Re: [PATCH 0/3] mm: split the file's i_mmap tree for NUMA

From: Huang Shijie

Date: Fri Apr 17 2026 - 03:05:47 EST

On Mon, Apr 13, 2026 at 05:33:21PM +0200, Mateusz Guzik wrote:
> On Mon, Apr 13, 2026 at 02:20:39PM +0800, Huang Shijie wrote:
> > In NUMA, there are maybe many NUMA nodes and many CPUs.
> > For example, a Hygon's server has 12 NUMA nodes, and 384 CPUs.
> > In the UnixBench tests, there is a test "execl" which tests
> > the execve system call.
> >
> > When we test our server with "./Run -c 384 execl",
> > the test result is not good enough. The i_mmap locks contended heavily on
> > "libc.so" and "ld.so". For example, the i_mmap tree for "libc.so" can have
> > over 6000 VMAs, all the VMAs can be in different NUMA mode.
> > The insert/remove operations do not run quickly enough.
> >
> > patch 1 & patch 2 are try to hide the direct access of i_mmap.
> > patch 3 splits the i_mmap into sibling trees, and we can get better
> > performance with this patch set:
> > we can get 77% performance improvement(10 times average)
> >
>
> To my reading you kept the lock as-is and only distributed the protected
> state.
>
> While I don't doubt the improvement, I'm confident should you take a
> look at the profile you are going to find this still does not scale with
> rwsem being one of the problems (there are other global locks, some of
> which have experimental patches for).
>
> Apart from that this does nothing to help high core systems which are
> all one node, which imo puts another question mark on this specific
> proposal.

Point annotation dataset listing
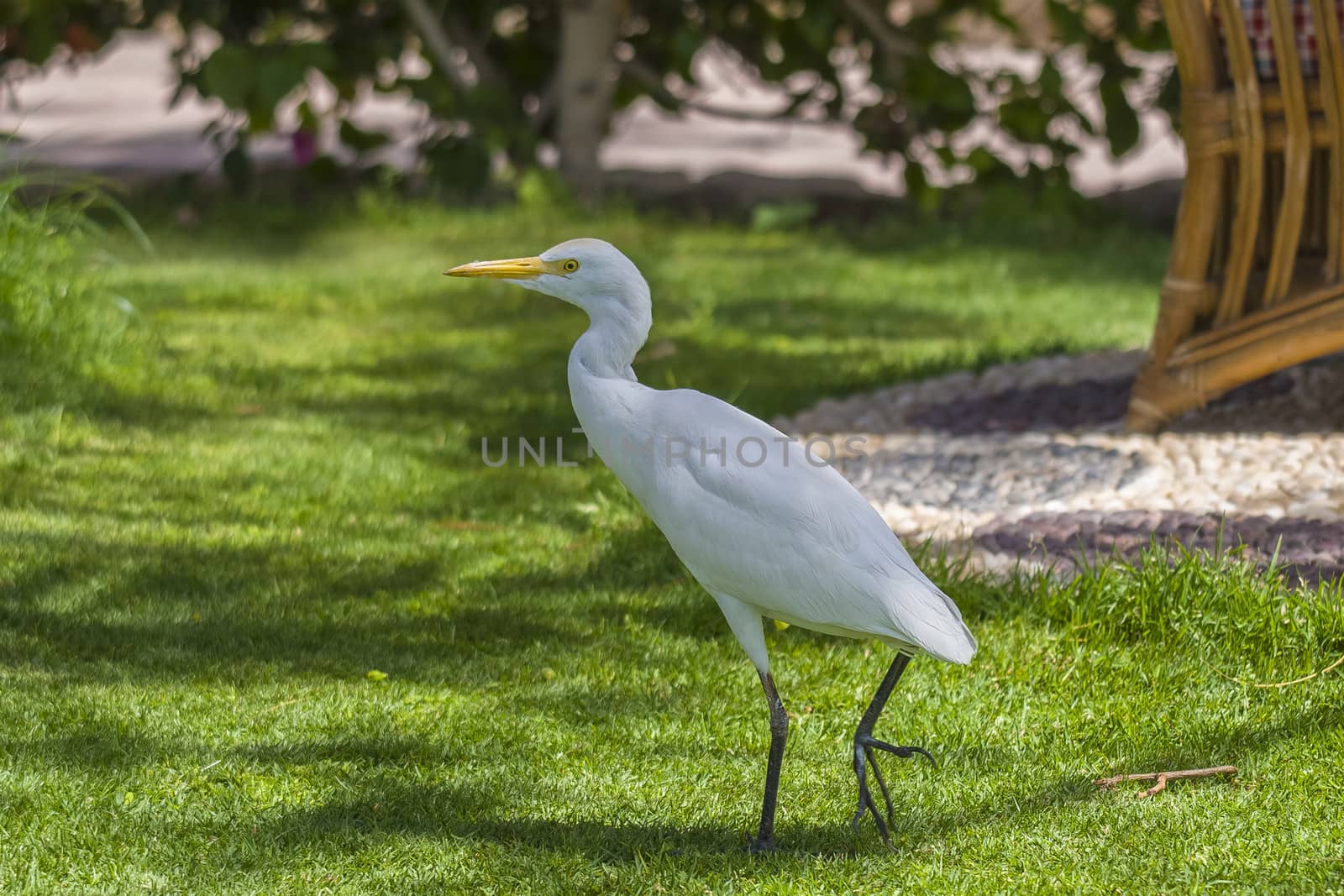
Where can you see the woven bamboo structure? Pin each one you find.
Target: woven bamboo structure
(1256, 278)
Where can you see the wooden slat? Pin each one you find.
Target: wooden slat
(1297, 154)
(1249, 130)
(1330, 51)
(1253, 327)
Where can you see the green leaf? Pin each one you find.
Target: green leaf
(276, 78)
(239, 168)
(1121, 120)
(228, 74)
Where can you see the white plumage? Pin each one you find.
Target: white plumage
(768, 530)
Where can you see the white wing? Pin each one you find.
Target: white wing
(788, 537)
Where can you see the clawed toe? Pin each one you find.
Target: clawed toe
(761, 846)
(864, 757)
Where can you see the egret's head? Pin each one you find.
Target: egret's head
(589, 273)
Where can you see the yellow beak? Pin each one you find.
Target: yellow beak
(504, 269)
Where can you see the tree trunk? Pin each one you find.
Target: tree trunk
(586, 82)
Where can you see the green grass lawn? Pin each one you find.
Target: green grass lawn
(212, 560)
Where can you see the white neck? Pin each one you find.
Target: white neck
(613, 338)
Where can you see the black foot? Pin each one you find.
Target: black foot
(864, 757)
(761, 846)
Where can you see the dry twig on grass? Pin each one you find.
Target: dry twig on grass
(1160, 778)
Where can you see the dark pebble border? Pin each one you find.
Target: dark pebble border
(1308, 551)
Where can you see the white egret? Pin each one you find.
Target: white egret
(768, 530)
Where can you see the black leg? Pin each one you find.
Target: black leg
(779, 735)
(864, 752)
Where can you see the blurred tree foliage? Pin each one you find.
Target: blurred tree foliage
(503, 78)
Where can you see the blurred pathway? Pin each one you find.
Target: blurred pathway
(1032, 461)
(112, 116)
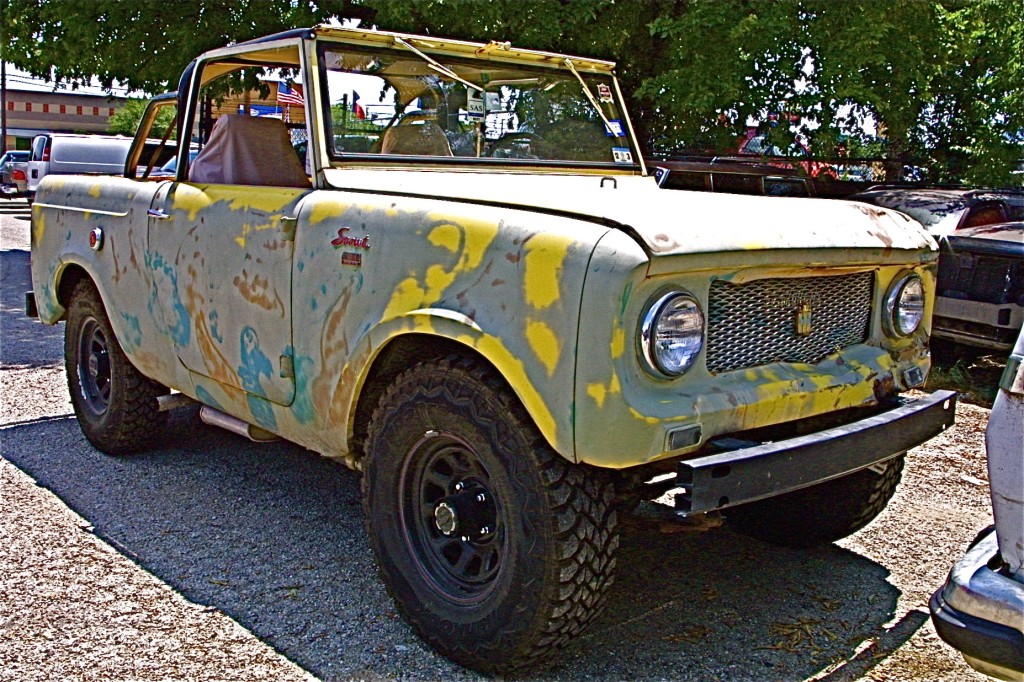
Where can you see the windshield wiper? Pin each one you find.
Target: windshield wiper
(437, 66)
(590, 95)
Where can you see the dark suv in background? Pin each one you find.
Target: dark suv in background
(980, 298)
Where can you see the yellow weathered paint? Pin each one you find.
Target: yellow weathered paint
(543, 266)
(325, 210)
(437, 280)
(409, 295)
(544, 342)
(38, 225)
(187, 199)
(513, 370)
(652, 421)
(617, 342)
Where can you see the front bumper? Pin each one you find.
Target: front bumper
(752, 471)
(980, 612)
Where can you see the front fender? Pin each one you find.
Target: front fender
(506, 353)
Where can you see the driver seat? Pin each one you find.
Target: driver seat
(248, 150)
(421, 138)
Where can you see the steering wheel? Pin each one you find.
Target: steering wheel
(515, 145)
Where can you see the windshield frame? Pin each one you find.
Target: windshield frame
(339, 159)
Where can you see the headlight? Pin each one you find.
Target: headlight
(904, 306)
(672, 334)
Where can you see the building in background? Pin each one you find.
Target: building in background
(34, 107)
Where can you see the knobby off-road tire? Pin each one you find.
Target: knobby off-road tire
(116, 406)
(822, 513)
(495, 549)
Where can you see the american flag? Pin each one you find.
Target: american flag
(290, 94)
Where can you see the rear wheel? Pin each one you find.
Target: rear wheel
(495, 549)
(822, 513)
(115, 405)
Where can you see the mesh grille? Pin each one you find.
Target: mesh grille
(755, 324)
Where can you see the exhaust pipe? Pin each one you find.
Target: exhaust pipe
(235, 425)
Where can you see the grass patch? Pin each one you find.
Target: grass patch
(970, 372)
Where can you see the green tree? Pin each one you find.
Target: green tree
(943, 80)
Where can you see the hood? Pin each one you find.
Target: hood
(668, 221)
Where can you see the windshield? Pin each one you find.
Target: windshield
(408, 103)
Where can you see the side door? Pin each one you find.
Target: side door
(222, 259)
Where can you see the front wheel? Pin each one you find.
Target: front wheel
(115, 405)
(822, 513)
(495, 549)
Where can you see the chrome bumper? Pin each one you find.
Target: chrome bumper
(751, 471)
(980, 612)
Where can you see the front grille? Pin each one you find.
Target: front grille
(973, 278)
(755, 324)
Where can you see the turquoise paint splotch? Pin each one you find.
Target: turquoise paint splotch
(180, 331)
(255, 366)
(132, 338)
(302, 408)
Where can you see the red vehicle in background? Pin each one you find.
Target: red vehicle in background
(756, 143)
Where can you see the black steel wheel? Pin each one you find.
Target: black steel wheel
(822, 513)
(115, 405)
(495, 549)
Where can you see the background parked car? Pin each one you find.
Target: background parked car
(76, 155)
(730, 176)
(12, 168)
(980, 609)
(942, 211)
(980, 299)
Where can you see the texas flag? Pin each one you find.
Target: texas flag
(356, 107)
(290, 94)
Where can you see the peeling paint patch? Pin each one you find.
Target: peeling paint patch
(446, 236)
(545, 344)
(545, 256)
(617, 343)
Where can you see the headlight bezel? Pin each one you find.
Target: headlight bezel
(896, 305)
(658, 304)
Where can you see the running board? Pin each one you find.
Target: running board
(235, 425)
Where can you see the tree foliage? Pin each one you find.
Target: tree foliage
(942, 80)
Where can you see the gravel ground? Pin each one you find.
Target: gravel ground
(216, 558)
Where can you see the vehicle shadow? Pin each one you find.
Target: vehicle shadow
(24, 341)
(272, 536)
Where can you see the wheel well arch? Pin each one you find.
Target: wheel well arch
(400, 353)
(69, 279)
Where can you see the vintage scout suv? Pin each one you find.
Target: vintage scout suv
(446, 265)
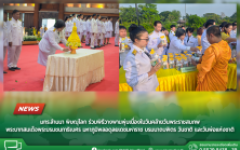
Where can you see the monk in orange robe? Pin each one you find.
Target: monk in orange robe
(212, 74)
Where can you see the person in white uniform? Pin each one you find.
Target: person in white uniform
(103, 31)
(15, 41)
(157, 39)
(127, 43)
(88, 27)
(110, 30)
(70, 25)
(172, 32)
(5, 37)
(80, 27)
(65, 29)
(177, 43)
(117, 32)
(204, 41)
(189, 40)
(94, 31)
(233, 33)
(140, 74)
(50, 42)
(84, 29)
(99, 35)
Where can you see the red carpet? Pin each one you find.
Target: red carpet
(30, 77)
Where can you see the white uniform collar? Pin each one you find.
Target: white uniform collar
(139, 49)
(14, 19)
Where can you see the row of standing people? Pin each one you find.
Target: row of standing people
(95, 30)
(141, 75)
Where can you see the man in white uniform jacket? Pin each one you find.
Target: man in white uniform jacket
(157, 39)
(204, 41)
(88, 27)
(117, 33)
(189, 40)
(110, 30)
(49, 43)
(94, 30)
(177, 43)
(5, 36)
(15, 41)
(172, 32)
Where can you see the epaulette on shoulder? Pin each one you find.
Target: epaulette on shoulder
(134, 52)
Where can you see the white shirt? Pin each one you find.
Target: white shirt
(103, 27)
(70, 26)
(154, 39)
(177, 46)
(84, 25)
(5, 34)
(110, 27)
(106, 26)
(99, 26)
(137, 67)
(233, 34)
(171, 35)
(80, 25)
(204, 42)
(94, 26)
(15, 32)
(117, 27)
(192, 42)
(50, 41)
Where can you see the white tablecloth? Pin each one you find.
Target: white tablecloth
(74, 72)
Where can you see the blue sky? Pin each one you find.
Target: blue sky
(199, 9)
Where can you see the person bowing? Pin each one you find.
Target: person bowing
(157, 39)
(140, 74)
(50, 42)
(177, 43)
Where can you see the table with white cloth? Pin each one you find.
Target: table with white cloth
(74, 72)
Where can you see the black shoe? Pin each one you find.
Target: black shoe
(11, 69)
(16, 68)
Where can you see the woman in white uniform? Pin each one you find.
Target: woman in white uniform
(66, 28)
(189, 40)
(49, 43)
(177, 43)
(140, 75)
(123, 39)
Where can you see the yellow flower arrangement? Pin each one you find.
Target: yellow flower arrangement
(134, 52)
(152, 51)
(74, 41)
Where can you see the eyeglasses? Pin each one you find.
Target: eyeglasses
(145, 39)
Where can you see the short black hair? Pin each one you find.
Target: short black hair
(66, 18)
(163, 29)
(15, 11)
(227, 26)
(122, 27)
(234, 24)
(59, 24)
(204, 24)
(223, 24)
(135, 31)
(214, 30)
(209, 22)
(180, 32)
(190, 30)
(156, 22)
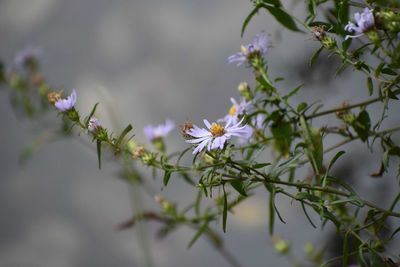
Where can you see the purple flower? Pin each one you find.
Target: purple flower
(215, 136)
(237, 110)
(64, 105)
(26, 56)
(364, 22)
(93, 125)
(258, 121)
(258, 45)
(153, 132)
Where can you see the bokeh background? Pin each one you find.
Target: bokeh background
(146, 61)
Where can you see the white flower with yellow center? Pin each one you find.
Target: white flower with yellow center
(216, 135)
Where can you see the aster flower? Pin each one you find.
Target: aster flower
(216, 135)
(237, 110)
(154, 132)
(64, 105)
(258, 121)
(93, 125)
(259, 45)
(364, 22)
(27, 56)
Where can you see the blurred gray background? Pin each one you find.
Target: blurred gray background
(146, 61)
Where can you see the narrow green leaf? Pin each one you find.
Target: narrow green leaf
(271, 212)
(123, 134)
(293, 92)
(306, 213)
(315, 56)
(370, 86)
(248, 19)
(98, 143)
(260, 165)
(238, 186)
(394, 233)
(345, 252)
(225, 211)
(201, 230)
(389, 71)
(379, 69)
(282, 17)
(91, 114)
(167, 176)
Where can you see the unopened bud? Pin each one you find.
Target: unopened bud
(53, 97)
(244, 90)
(185, 129)
(328, 42)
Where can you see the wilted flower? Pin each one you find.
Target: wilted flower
(237, 110)
(259, 46)
(364, 22)
(154, 132)
(93, 125)
(64, 105)
(215, 136)
(27, 57)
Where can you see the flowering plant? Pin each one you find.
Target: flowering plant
(268, 119)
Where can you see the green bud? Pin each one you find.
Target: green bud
(328, 42)
(282, 246)
(73, 115)
(245, 91)
(159, 144)
(309, 248)
(374, 37)
(148, 158)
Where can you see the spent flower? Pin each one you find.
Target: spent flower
(364, 22)
(259, 46)
(216, 135)
(64, 105)
(155, 132)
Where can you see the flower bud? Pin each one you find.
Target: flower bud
(374, 37)
(53, 97)
(93, 125)
(281, 246)
(185, 129)
(245, 92)
(328, 42)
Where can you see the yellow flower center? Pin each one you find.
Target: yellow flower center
(232, 110)
(217, 130)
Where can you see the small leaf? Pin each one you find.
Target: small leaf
(271, 211)
(201, 230)
(370, 86)
(315, 56)
(248, 19)
(123, 134)
(167, 176)
(238, 186)
(260, 165)
(362, 125)
(98, 143)
(282, 17)
(379, 69)
(389, 71)
(91, 114)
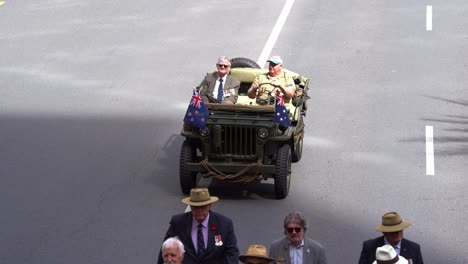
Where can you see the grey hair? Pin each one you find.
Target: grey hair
(224, 58)
(297, 218)
(174, 241)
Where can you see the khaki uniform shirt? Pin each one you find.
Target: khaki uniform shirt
(264, 83)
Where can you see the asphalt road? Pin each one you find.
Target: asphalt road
(93, 93)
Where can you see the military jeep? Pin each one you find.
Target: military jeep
(240, 142)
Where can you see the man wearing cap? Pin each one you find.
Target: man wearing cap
(220, 86)
(392, 228)
(264, 85)
(295, 248)
(208, 236)
(256, 254)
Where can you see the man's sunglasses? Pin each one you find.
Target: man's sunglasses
(297, 229)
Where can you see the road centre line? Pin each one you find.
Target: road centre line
(428, 18)
(275, 33)
(429, 150)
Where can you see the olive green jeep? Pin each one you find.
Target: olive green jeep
(240, 142)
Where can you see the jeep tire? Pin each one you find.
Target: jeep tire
(188, 179)
(282, 171)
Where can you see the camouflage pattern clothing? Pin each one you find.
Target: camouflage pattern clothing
(264, 83)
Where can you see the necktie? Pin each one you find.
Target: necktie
(200, 242)
(220, 91)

Task list =>
A – Repeat the listing word for word, beginning at the line that contains "Where can you see the camouflage" and stopping after the listing's last line.
B – Continue the mailing-list reply about splitting the i_mmap tree for NUMA from the point where it stops.

Answers to the tasks =>
A –
Where can you see the camouflage pattern clothing? Pin each one you find.
Target: camouflage pattern clothing
(264, 83)
Where can you see the necktie? Pin each one you find.
Target: necktie
(200, 242)
(220, 91)

B –
>
> Of course one may question whether a RB tree is the right choice here,
> it may be the lock-protected cost can go way down with merely a better
> data structure.
>
> Regardless of that, for actual scalability, there will be no way around
> decentralazing locking around this and partitioning per some core count
> (not just by numa awareness).
>
> Decentralizing locking is definitely possible, but I have not looked
> into specifics of how problematic it is. Best case scenario it will
> merely with separate locks. Worst case scenario something needs a fully
> stabilized state for traversal, in that case another rw lock can be
> slapped around this, creating locking order read lock -> per-subset
> write lock -- this will suffer scalability due to the read locking, but
> it will still scale drastically better as apart from that there will be
> no serialization. In this setting the problematic consumer will write
> lock the new thing to stabilize the state.
For your proposal in no-numa, I hope you can create a patch set for it.
I can test it in our machine.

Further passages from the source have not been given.